→ Directions:
Only the lines from the line holding "[point] windshield (one" to the last line should be output, each exactly as given.

→ Records provided:
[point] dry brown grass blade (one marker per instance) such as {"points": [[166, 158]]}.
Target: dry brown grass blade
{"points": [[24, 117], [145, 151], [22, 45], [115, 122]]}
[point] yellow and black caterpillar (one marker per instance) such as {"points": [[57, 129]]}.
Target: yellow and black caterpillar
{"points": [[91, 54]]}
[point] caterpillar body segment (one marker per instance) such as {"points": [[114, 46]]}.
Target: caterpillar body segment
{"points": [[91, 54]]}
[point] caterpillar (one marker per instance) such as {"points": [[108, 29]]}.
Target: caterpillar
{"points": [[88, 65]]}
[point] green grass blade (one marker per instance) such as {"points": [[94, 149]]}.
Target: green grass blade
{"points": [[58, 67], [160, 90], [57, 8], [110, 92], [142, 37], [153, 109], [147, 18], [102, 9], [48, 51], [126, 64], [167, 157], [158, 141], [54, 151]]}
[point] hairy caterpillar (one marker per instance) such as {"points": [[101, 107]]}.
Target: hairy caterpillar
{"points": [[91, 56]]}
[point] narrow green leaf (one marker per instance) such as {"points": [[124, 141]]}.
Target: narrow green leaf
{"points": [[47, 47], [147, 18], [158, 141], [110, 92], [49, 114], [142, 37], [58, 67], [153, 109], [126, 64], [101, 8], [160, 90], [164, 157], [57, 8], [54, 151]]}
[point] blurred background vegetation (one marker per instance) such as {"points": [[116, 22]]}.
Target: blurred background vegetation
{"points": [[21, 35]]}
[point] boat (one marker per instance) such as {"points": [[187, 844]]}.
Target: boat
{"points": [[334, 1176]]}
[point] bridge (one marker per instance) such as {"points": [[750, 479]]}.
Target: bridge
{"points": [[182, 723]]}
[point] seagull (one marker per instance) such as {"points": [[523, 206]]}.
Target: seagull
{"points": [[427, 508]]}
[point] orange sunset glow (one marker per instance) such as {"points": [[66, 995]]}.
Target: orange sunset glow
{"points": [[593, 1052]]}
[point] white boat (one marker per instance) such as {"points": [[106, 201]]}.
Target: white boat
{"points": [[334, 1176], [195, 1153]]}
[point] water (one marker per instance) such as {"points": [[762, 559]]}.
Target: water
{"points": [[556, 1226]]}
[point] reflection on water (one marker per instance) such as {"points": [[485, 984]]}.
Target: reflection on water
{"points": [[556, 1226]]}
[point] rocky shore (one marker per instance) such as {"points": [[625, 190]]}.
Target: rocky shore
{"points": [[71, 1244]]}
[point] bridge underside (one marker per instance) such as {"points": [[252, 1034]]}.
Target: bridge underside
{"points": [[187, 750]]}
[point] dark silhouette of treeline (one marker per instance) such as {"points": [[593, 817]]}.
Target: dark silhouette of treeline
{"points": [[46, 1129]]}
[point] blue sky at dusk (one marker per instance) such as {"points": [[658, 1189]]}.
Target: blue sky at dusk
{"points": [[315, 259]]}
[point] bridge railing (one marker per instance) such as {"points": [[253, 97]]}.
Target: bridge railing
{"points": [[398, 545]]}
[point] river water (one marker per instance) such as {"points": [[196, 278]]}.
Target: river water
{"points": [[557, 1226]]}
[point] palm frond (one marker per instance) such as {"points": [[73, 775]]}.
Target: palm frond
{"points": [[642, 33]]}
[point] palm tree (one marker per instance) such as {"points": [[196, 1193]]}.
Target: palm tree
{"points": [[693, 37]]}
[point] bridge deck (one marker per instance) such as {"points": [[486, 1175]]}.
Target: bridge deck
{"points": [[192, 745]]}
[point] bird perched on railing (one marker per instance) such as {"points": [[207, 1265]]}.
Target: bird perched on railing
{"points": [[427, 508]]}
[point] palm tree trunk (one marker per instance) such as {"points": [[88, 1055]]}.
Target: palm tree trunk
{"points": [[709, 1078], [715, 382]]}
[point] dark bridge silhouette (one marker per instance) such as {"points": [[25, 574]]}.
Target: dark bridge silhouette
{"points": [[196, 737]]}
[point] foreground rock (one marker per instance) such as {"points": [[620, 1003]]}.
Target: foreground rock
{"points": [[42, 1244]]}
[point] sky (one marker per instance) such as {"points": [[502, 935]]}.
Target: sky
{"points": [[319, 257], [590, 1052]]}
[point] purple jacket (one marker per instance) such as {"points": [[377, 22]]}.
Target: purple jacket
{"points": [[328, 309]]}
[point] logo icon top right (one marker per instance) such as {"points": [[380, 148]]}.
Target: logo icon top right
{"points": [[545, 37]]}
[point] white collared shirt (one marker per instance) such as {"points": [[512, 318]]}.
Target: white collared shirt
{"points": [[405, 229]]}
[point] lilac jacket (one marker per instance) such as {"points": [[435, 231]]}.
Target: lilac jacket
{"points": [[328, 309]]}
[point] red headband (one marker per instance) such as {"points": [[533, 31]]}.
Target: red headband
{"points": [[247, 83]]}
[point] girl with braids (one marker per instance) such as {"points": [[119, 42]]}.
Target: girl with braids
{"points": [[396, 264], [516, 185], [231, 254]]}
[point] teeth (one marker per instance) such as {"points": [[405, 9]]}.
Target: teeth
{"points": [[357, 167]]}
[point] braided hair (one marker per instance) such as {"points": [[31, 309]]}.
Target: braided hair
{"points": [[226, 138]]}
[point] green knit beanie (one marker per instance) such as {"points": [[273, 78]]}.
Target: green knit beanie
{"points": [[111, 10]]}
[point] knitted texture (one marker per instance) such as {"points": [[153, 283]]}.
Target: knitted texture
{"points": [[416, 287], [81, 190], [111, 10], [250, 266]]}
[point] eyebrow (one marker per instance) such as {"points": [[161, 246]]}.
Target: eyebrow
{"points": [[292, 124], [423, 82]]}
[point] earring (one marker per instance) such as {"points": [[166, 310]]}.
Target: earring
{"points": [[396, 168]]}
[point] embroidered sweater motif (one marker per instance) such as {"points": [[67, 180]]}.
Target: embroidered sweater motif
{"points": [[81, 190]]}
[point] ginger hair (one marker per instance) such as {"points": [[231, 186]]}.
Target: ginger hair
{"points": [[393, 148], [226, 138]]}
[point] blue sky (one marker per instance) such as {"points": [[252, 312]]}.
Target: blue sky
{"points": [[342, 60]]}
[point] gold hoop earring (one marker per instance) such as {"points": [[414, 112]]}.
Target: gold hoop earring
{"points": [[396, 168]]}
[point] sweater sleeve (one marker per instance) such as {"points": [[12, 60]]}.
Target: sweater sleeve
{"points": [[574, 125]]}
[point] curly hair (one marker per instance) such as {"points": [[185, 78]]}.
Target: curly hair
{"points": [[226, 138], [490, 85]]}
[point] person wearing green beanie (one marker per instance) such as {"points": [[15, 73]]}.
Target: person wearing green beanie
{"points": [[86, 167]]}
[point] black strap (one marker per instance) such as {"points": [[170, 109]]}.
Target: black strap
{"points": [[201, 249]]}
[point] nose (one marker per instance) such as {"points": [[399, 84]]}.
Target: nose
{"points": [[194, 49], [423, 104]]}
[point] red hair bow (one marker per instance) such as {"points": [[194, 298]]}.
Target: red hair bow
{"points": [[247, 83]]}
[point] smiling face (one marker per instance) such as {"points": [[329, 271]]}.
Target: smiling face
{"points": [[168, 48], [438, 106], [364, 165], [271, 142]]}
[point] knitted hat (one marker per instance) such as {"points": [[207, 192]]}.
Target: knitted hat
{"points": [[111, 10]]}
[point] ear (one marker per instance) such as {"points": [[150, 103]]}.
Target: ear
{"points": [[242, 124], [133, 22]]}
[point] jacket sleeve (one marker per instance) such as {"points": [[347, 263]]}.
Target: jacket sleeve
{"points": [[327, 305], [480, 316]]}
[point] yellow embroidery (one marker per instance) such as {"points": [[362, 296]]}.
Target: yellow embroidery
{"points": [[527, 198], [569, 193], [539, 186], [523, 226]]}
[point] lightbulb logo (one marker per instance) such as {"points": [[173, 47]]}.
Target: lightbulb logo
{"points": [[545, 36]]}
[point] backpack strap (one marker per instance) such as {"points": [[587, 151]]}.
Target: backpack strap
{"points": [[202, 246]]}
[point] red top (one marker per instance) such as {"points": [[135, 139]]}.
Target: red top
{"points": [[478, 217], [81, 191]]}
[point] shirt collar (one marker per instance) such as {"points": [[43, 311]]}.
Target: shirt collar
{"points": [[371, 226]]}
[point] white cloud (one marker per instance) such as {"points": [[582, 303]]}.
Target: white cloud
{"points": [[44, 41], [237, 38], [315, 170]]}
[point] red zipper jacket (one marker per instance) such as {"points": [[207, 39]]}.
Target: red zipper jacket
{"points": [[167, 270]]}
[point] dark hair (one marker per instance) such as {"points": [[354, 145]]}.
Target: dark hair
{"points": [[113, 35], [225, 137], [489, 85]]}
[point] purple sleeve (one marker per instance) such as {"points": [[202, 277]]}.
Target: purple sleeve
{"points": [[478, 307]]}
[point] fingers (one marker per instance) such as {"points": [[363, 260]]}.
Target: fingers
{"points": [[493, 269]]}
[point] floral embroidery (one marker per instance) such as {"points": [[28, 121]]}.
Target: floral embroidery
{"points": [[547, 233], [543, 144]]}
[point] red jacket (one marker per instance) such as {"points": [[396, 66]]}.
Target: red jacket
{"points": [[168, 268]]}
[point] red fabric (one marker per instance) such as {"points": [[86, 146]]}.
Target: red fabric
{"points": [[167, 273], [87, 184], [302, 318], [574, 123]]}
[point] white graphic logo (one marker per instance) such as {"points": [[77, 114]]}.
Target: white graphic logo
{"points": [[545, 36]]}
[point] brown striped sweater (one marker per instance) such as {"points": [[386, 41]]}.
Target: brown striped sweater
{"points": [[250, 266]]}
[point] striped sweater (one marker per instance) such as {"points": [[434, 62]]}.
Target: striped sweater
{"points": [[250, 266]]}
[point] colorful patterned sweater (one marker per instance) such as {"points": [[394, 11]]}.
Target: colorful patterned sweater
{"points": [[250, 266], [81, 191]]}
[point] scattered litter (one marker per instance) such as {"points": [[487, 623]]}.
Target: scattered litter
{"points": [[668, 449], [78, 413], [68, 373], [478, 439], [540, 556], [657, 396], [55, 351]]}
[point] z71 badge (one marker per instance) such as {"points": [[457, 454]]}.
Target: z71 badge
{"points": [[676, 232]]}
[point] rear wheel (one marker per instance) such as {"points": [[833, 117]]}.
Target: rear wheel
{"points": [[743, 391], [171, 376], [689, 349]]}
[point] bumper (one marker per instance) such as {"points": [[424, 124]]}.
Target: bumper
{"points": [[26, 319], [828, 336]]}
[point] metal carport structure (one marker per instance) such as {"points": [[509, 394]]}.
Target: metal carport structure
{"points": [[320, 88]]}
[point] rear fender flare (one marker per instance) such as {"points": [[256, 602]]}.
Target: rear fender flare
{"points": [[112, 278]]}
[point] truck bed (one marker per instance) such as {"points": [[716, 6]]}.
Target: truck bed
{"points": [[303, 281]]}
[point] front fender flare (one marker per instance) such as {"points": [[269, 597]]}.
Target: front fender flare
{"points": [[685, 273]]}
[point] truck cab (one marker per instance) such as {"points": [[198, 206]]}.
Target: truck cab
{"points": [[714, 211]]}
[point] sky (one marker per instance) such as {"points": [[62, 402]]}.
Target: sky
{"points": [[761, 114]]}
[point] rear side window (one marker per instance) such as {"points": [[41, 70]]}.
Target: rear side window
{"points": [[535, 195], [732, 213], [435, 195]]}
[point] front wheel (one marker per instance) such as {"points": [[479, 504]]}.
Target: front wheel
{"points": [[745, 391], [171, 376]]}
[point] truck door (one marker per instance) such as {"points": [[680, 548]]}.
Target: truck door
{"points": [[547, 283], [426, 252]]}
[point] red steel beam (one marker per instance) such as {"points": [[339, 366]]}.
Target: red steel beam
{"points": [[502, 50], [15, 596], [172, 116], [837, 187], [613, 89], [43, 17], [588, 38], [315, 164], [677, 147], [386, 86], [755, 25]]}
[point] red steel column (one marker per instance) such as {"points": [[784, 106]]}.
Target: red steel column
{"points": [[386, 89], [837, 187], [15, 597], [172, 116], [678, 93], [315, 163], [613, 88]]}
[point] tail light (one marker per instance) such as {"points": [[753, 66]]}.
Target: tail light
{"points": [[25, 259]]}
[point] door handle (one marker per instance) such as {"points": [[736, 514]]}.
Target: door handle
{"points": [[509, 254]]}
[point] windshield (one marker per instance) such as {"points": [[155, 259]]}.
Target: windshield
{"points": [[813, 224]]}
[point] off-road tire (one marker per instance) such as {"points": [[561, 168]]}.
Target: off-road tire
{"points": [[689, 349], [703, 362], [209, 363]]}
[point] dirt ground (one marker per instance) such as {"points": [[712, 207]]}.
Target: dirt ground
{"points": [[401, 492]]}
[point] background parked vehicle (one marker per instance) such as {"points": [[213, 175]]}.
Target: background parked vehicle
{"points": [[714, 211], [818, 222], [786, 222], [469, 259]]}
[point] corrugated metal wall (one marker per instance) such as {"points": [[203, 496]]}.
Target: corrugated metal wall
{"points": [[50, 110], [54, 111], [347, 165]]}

→ Worked solution:
[point] windshield (one marker per instance) such as {"points": [[155, 259]]}.
Target: windshield
{"points": [[813, 224]]}
[point] off-road tire (one marker per instance) such as {"points": [[561, 168]]}.
Target: off-road tire
{"points": [[689, 349], [703, 362], [209, 363]]}
[point] dirt ground (one marker per instance) such as {"points": [[712, 207]]}.
Target: dirt ground
{"points": [[401, 492]]}
[point] background parked vehicle (one marker per instance) such as {"points": [[213, 175]]}.
Target: background parked vehicle
{"points": [[714, 211], [818, 222], [786, 222], [469, 259]]}
[point] corrugated metal wall (one marker per instance) such as {"points": [[203, 496]]}.
Target: corrugated metal wall
{"points": [[50, 110], [54, 111], [347, 165]]}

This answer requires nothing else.